* GIVEN PASSAGE *
=== Section Start ===
Saturday, October 31, 2020

Remembering Ed Smiley


I have been much remiss in not posting here on the blog that we lost one of our most enthusiastic Wakers back in August. Although I started this blog, Ed has been an enthusiastic poster since very close to that time, and in recent years, his posts outnumbered mine considerably. I realized that Dia de los Muertos might be a good time to make up for not having written something earlier, but then realized that Halloween itself might be an even better day, since, as his Facebook post shows, he was nothing if not enthusiastic about Halloween. 

Although all of the Wake group has lived in Santa Cruz, California 'and environs' for many years, the rest of us did not know Ed when he joined our group, although I'm sure all of us were a mere degree or two of separation from him. But I actually came into contact with Ed on Goodreads. I must have been scrolling through the names of people who had commented on the book and realized that Ed lived right in the same town as I do. As we met in a pub, not someone's home, I felt fine about mentioning that there was a Wake group right in his own town. I think he probably made it to the very next meeting.
=== Section End ===
* INFORMATION PROVIDED *
=== Section Start ===
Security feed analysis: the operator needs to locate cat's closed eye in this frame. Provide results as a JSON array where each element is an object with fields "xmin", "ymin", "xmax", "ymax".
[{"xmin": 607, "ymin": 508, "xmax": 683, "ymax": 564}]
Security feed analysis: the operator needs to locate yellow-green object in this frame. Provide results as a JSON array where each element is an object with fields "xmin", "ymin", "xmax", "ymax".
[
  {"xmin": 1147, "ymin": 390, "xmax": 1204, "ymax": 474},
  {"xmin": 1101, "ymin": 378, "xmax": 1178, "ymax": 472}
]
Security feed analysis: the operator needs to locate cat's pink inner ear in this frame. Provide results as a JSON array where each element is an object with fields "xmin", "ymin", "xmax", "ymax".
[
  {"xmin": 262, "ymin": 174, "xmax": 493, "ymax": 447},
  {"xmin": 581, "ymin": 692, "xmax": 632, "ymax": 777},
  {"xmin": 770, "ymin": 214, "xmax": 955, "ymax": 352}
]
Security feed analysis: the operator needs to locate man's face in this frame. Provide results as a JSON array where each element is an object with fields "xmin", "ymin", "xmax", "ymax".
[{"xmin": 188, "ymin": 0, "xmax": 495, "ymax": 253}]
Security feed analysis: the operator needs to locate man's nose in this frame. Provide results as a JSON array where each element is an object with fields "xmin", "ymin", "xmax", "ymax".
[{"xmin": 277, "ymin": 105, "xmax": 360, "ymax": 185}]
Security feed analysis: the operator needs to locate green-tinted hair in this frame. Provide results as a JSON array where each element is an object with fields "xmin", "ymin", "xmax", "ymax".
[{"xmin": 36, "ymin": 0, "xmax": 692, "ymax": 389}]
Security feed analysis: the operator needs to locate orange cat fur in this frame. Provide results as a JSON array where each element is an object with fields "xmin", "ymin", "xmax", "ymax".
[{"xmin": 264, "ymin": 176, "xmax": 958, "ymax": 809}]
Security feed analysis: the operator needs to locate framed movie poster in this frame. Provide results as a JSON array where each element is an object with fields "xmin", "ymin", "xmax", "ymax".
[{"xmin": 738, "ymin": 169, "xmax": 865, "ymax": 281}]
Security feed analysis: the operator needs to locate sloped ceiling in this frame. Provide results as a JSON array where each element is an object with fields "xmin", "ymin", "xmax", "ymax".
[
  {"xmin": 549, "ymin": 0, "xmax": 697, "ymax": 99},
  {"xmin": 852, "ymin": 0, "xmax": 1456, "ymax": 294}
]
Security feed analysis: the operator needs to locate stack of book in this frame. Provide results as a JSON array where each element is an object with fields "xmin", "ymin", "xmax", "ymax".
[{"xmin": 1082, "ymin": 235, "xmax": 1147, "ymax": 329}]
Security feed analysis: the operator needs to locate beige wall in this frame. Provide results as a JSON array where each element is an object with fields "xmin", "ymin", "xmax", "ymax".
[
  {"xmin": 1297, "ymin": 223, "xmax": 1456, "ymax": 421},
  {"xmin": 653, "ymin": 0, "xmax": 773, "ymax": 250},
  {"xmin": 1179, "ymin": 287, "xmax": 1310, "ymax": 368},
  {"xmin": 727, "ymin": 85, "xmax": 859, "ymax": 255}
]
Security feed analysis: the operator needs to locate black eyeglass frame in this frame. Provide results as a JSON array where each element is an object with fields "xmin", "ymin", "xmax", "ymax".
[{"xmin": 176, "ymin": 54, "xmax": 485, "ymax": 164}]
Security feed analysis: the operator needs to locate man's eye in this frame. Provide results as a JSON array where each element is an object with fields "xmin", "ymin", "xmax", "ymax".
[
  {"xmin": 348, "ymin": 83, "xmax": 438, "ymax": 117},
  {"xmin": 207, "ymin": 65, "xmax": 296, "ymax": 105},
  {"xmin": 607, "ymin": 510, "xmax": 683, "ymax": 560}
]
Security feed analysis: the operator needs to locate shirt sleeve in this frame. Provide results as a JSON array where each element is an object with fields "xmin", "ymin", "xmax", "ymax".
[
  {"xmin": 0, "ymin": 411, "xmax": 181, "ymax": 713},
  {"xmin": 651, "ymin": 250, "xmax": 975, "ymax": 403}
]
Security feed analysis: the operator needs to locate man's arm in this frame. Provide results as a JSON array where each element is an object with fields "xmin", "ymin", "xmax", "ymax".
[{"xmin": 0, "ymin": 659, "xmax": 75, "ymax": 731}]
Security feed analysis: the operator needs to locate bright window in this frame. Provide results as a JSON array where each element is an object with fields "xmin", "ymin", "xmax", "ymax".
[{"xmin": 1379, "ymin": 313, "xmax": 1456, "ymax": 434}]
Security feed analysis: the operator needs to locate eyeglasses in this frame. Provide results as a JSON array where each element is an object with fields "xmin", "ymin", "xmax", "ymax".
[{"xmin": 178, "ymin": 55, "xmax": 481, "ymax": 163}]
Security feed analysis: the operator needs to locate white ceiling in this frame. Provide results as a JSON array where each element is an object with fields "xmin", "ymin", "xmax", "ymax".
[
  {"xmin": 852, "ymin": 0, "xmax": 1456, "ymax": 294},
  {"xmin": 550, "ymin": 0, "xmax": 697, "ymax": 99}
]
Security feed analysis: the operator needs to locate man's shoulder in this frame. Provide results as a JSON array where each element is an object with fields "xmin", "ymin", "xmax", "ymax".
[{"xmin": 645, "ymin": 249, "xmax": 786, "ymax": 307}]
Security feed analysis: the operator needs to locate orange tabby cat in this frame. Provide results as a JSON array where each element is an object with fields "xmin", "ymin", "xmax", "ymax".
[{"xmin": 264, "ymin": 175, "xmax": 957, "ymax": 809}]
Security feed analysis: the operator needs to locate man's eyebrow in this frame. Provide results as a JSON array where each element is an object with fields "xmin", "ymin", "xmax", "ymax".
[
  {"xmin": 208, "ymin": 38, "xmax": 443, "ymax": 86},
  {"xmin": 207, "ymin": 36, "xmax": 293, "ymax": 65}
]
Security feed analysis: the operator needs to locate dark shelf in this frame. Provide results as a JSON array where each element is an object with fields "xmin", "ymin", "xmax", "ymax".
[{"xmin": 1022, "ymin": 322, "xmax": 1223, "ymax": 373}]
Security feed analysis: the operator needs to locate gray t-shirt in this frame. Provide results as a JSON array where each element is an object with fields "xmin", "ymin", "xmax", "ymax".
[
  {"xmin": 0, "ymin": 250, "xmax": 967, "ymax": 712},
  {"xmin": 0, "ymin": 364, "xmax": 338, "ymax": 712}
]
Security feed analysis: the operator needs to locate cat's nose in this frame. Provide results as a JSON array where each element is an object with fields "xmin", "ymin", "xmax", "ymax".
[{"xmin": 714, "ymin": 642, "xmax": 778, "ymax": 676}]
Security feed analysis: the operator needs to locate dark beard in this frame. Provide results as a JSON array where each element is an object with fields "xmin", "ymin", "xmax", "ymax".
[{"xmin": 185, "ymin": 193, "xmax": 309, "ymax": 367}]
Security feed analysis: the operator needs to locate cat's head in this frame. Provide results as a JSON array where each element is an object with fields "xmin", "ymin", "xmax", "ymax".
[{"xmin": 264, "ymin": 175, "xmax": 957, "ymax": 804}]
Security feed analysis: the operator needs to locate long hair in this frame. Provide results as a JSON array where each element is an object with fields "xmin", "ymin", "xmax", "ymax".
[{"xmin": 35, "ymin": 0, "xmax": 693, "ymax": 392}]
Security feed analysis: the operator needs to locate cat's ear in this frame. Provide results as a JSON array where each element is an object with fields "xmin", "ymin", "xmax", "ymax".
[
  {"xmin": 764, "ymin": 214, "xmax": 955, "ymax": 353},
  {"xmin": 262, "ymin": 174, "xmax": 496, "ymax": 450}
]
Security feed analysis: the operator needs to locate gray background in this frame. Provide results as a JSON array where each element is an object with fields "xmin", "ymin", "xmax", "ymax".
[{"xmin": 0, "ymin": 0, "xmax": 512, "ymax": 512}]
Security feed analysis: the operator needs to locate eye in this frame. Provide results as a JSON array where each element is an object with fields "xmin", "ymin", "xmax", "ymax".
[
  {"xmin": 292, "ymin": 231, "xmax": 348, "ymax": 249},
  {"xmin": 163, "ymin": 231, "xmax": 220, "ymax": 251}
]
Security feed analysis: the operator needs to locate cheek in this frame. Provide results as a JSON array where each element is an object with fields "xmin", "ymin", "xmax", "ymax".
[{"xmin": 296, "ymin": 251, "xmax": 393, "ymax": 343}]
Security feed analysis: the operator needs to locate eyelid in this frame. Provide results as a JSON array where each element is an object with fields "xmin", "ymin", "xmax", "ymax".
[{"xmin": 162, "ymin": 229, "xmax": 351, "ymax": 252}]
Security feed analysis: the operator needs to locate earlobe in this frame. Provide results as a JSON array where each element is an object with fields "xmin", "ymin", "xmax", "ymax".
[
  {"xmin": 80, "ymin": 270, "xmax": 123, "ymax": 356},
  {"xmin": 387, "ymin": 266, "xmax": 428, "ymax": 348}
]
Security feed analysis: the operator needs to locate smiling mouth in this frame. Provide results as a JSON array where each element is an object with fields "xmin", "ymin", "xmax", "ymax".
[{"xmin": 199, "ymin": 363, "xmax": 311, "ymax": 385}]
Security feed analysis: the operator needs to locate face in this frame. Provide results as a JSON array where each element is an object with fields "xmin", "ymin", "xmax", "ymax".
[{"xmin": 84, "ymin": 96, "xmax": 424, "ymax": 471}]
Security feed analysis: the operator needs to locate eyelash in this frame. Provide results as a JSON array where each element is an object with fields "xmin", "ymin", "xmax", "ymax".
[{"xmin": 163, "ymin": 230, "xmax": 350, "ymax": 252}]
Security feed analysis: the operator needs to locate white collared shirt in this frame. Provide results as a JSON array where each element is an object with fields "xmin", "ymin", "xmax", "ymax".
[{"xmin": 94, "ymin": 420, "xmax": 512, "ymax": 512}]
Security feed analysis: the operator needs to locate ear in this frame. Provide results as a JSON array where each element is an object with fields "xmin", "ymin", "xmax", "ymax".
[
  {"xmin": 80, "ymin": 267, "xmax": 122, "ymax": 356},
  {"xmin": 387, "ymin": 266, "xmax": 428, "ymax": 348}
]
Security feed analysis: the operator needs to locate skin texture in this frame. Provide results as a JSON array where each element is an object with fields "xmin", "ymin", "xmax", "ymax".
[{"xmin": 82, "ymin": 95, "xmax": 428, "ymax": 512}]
=== Section End ===
* EXERCISE OBJECTIVE *
Quote the blog post about Ed Smiley word for word, beginning at "Remembering Ed Smiley" and stopping after "enthusiastic about Halloween.". The items have no connection to the blog post about Ed Smiley.

* ANSWER TO THIS EXERCISE *
Remembering Ed Smiley


I have been much remiss in not posting here on the blog that we lost one of our most enthusiastic Wakers back in August. Although I started this blog, Ed has been an enthusiastic poster since very close to that time, and in recent years, his posts outnumbered mine considerably. I realized that Dia de los Muertos might be a good time to make up for not having written something earlier, but then realized that Halloween itself might be an even better day, since, as his Facebook post shows, he was nothing if not enthusiastic about Halloween.